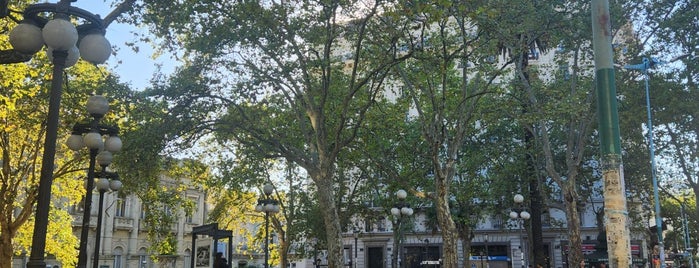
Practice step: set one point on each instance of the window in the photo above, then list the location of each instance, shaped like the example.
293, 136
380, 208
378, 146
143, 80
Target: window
120, 208
545, 220
144, 210
76, 208
187, 259
533, 53
347, 255
142, 258
118, 257
190, 214
498, 223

> _What is expected_
Reproduce every line of the records above verbatim, omitting the pictures.

> _Response_
Practice step: set one point on each instance of the window in the photo above, then list the location of each instance, shaped like the example.
293, 136
380, 208
378, 146
143, 80
Target: window
120, 208
545, 220
144, 210
76, 208
187, 259
533, 53
347, 255
142, 258
118, 257
190, 214
498, 223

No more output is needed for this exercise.